Data for this task >>
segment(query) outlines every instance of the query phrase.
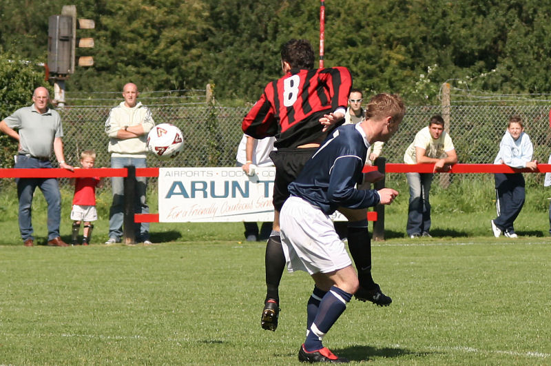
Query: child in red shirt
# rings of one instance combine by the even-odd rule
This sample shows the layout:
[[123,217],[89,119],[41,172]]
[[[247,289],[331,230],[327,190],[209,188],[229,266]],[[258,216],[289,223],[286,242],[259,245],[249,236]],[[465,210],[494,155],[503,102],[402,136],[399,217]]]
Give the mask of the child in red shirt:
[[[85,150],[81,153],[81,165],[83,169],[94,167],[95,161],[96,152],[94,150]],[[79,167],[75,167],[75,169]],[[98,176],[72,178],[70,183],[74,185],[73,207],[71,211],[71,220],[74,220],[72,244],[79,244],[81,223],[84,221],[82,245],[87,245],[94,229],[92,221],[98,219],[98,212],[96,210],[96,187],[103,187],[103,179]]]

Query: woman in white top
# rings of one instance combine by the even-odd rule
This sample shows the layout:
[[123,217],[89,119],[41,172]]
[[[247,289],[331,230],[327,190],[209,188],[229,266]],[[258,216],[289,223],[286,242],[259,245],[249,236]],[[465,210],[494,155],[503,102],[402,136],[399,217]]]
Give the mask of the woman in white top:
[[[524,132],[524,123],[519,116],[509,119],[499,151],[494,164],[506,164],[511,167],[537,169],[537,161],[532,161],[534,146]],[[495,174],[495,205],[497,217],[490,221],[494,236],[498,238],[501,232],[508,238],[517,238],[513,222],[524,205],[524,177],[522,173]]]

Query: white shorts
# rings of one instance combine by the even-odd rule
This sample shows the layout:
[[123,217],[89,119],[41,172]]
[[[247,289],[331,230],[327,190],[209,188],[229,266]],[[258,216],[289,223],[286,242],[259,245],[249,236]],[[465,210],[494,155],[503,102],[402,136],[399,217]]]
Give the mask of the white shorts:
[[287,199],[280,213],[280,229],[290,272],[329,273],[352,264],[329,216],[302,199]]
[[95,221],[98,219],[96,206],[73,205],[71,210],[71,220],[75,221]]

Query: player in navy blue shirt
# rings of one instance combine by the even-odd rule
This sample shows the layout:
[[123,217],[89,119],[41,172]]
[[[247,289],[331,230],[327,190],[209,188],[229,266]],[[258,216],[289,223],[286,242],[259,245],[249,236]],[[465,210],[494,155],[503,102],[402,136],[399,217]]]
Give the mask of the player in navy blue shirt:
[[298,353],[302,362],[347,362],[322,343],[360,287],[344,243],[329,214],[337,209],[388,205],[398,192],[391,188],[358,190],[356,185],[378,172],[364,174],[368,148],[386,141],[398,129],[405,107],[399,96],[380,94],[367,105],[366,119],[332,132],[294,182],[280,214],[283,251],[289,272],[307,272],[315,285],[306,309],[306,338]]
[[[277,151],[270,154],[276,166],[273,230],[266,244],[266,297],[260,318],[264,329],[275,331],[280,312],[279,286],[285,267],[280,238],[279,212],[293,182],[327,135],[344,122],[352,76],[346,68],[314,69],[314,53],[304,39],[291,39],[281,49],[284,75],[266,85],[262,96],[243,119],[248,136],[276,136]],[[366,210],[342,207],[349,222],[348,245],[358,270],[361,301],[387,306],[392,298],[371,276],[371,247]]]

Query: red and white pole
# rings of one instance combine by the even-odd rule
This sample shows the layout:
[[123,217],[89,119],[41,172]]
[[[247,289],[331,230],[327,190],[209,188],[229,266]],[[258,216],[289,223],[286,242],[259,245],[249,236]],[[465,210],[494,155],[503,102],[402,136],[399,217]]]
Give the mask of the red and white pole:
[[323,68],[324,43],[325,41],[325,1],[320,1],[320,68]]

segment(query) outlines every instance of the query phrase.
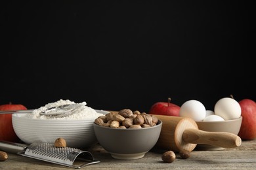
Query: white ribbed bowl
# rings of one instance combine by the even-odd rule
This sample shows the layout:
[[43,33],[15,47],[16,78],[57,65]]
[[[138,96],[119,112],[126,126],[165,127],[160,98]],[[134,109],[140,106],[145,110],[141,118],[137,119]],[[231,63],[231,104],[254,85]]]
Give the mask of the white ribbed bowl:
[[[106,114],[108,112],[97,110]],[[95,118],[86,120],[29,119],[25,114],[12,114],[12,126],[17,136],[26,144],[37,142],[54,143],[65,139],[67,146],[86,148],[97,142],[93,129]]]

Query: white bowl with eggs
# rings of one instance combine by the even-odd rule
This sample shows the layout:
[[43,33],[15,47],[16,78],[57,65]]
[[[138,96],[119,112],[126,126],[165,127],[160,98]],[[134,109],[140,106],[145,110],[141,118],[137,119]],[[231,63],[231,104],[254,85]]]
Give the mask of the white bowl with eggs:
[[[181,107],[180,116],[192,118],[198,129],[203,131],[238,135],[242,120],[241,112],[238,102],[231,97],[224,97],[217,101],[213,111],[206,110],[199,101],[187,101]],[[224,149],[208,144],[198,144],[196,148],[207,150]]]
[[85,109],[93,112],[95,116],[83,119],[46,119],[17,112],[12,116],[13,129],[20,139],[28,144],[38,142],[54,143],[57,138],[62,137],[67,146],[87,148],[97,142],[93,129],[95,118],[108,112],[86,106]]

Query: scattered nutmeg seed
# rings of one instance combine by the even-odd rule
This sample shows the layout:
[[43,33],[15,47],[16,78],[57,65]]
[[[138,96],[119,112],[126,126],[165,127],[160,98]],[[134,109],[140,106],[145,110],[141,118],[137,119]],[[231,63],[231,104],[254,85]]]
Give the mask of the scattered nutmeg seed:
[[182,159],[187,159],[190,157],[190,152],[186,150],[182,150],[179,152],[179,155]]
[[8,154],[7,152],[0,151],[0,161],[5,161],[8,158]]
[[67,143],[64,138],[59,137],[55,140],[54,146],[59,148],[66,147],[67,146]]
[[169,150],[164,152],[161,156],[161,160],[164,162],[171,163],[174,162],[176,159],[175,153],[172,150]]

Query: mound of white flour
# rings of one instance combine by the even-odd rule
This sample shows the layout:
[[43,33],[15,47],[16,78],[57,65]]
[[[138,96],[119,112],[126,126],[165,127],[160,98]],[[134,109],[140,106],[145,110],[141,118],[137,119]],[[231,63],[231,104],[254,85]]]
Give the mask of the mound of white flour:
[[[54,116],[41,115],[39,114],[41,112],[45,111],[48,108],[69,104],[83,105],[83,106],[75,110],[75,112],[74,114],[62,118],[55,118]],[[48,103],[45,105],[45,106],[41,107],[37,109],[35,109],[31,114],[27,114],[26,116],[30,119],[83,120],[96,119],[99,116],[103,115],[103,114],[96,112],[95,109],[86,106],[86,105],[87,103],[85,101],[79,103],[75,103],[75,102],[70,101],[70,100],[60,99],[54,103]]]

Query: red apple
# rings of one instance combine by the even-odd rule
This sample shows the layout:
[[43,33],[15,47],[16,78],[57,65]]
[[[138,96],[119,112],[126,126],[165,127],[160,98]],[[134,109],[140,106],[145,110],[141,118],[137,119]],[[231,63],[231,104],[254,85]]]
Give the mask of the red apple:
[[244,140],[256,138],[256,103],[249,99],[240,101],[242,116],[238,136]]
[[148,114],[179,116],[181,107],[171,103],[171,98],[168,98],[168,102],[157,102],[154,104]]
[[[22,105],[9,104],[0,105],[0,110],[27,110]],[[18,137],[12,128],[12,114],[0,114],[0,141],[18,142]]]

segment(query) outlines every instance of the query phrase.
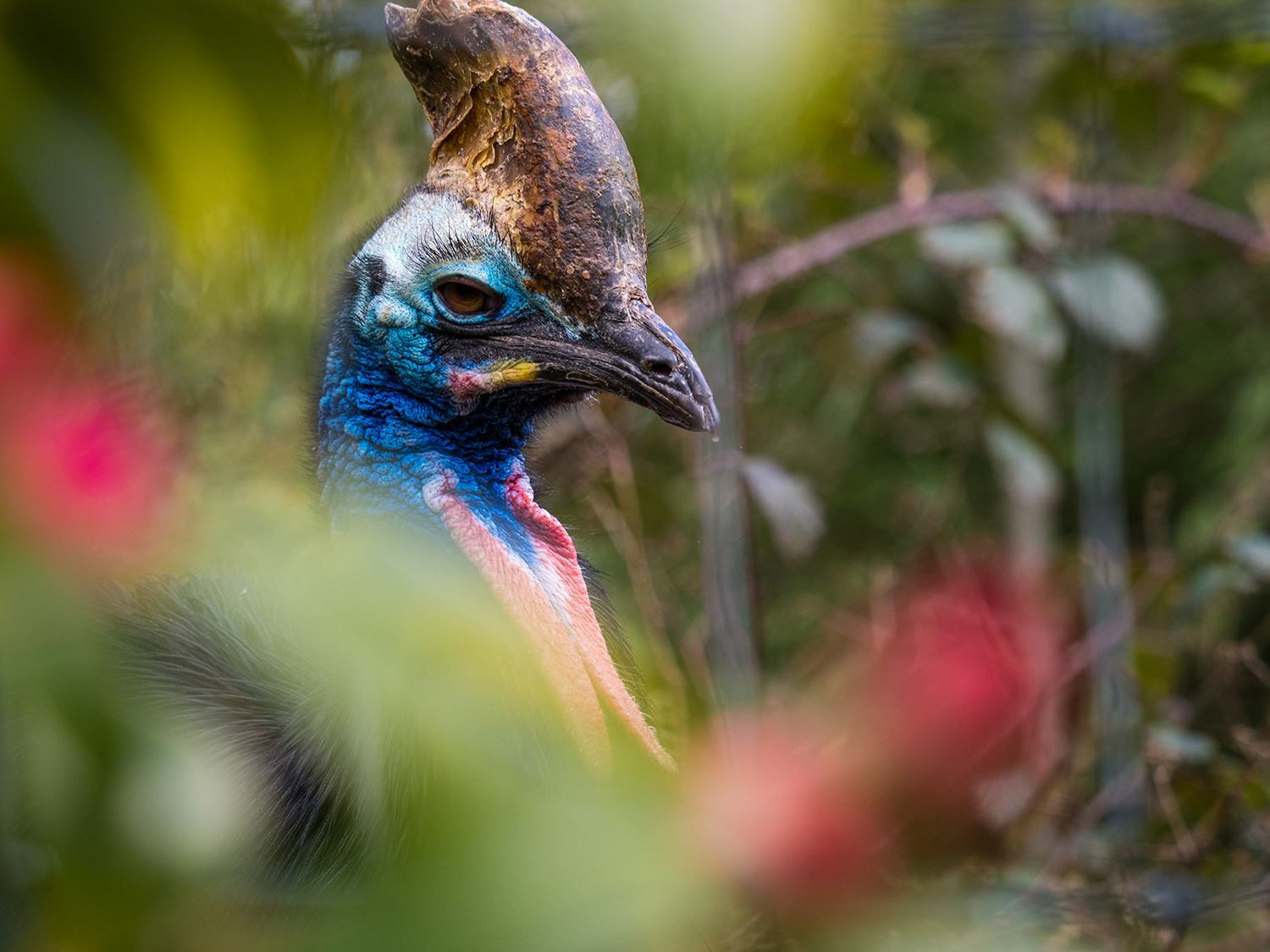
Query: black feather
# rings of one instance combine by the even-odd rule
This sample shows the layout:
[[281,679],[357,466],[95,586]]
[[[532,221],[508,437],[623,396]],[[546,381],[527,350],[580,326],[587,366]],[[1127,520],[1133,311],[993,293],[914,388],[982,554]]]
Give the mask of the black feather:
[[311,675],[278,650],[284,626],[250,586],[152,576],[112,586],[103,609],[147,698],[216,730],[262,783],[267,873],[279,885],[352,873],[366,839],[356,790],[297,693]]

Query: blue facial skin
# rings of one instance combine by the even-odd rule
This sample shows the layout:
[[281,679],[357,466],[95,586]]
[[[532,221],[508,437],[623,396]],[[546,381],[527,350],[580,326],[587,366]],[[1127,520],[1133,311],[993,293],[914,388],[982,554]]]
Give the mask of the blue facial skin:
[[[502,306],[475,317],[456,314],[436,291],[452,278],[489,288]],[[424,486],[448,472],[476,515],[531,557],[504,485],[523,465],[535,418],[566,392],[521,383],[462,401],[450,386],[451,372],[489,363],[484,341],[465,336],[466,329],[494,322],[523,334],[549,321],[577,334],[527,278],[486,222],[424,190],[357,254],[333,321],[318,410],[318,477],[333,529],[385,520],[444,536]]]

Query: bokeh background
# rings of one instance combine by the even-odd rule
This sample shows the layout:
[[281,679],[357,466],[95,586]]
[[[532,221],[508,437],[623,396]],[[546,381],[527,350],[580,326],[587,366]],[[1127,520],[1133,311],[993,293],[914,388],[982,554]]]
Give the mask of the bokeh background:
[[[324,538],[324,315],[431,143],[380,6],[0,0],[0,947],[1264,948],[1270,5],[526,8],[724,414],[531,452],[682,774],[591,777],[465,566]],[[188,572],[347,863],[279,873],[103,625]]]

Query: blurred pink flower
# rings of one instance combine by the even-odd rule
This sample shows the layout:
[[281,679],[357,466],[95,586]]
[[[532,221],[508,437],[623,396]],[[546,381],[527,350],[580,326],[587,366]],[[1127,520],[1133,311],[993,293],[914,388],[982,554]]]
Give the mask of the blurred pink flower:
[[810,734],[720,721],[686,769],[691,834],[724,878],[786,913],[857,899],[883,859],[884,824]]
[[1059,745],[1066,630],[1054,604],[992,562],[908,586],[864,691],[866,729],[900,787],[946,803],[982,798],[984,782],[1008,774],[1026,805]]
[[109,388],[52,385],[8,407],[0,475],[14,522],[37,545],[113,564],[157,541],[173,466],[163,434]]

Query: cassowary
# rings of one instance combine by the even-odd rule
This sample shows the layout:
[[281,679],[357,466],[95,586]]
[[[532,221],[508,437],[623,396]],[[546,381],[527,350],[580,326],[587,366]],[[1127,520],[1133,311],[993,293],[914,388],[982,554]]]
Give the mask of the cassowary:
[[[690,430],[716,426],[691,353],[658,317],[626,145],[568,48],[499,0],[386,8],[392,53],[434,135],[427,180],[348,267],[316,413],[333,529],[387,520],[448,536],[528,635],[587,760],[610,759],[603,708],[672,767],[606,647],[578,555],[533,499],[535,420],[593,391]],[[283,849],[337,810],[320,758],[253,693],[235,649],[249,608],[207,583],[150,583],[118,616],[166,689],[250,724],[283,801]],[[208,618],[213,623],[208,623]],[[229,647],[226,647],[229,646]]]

What you need to do >>
Transcribe the records above exactly, but only from the line that contains "Query: cassowary" through their final line, inclusive.

Result >>
Query: cassowary
# rings of one instance combine by the even-odd rule
This sample shows the layout:
[[281,679],[357,466],[95,586]]
[[[532,221],[508,437],[623,396]],[[546,381],[527,350],[580,326],[587,366]],[[1127,520],[1133,311],[993,293],[914,388],[982,554]]]
Give the mask of the cassowary:
[[[690,430],[716,426],[691,353],[658,317],[626,145],[568,48],[499,0],[386,8],[392,53],[434,135],[427,180],[348,267],[316,413],[333,529],[387,520],[448,536],[528,635],[587,760],[610,759],[603,708],[672,767],[606,647],[578,555],[533,499],[535,420],[593,391]],[[283,849],[337,810],[320,758],[253,693],[235,649],[249,608],[207,583],[150,583],[118,616],[166,689],[250,724],[283,801]],[[208,618],[213,623],[208,623]],[[229,647],[226,647],[229,646]]]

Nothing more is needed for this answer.